## WHAT YOU HAVE TO DO
Some lines in the entries contain the word "instance". Copy all of them.

## Dataset items
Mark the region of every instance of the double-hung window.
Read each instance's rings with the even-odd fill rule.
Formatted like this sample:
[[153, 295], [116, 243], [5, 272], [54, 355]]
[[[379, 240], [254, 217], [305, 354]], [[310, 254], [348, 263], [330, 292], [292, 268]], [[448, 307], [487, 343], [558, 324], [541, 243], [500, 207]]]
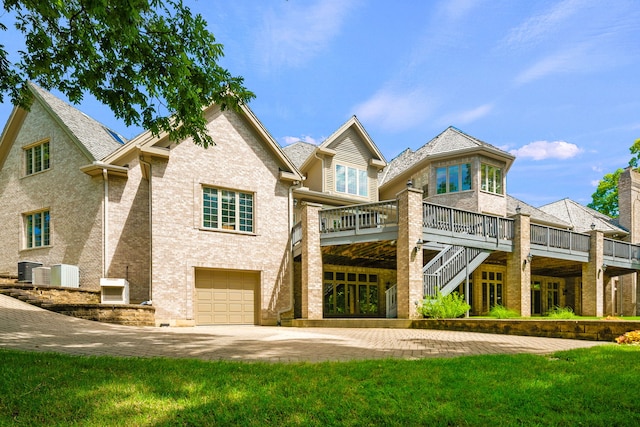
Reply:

## EXPECTED ANSWER
Mark the region of every instance of the double-hung window.
Read each instance's rings with the even-odd fill rule.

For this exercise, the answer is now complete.